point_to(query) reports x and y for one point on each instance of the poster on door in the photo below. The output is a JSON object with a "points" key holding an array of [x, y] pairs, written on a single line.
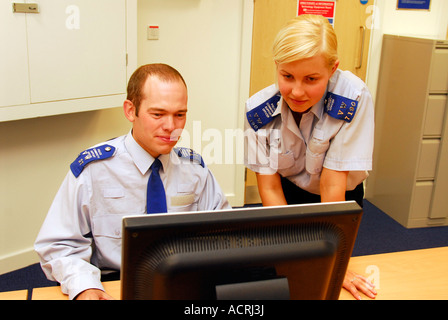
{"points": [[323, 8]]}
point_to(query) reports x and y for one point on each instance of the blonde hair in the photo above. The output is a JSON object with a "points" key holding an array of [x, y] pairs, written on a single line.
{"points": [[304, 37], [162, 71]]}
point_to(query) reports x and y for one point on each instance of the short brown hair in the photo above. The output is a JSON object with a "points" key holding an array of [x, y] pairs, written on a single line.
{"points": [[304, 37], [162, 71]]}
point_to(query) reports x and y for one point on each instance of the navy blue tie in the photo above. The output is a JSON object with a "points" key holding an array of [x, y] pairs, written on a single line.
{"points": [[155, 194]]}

...

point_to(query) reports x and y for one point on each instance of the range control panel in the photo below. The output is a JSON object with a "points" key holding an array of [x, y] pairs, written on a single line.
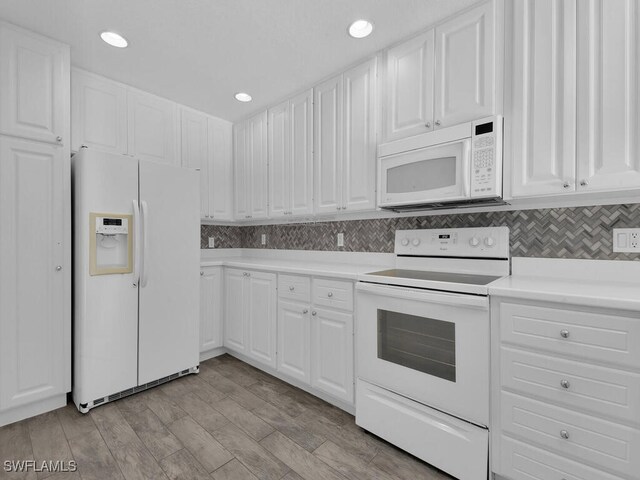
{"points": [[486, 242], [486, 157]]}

> [WRITTEN EXERCISE]:
Locate each line in the data above that contains the word "hair" and copy those lines in full.

> [CORRECT OUTPUT]:
point_to(query) reports x and y for one point on each instance of the blonde hair in the photo above. The output is a JSON object with a "points" key holding an array of [x, y] pairs, written on a single line.
point_to(query) reports x and y for one point on each instance of the short brown hair in the photo above. The output is a JSON object with a "points" key holding an array of [x, y] pairs, written on a single line.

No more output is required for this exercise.